* PROBLEM STATEMENT
Write out the entries below word for word, leaving out the pictures.

*** THE INPUT ***

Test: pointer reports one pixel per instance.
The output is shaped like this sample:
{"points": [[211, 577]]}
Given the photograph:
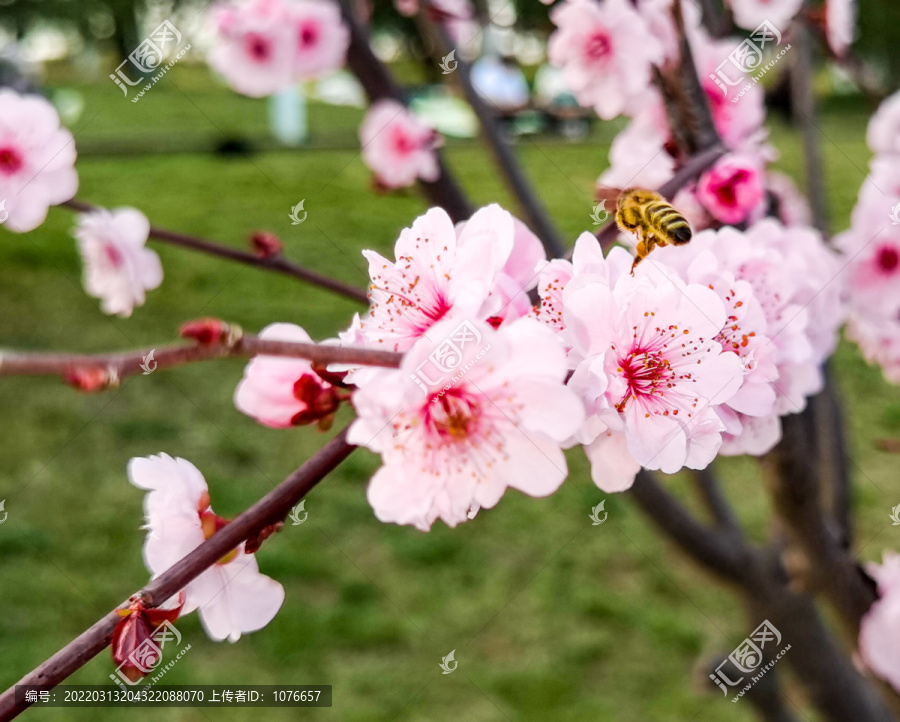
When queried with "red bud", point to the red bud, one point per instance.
{"points": [[266, 244], [90, 379], [205, 331], [321, 399]]}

***

* SOLUTION
Test: pointer reports one pixel per instance.
The output is shaped like this sample:
{"points": [[211, 577]]}
Given the photograph:
When queried with "red bud", point to the red bud, one point per instance.
{"points": [[266, 244], [90, 379], [205, 331], [321, 399]]}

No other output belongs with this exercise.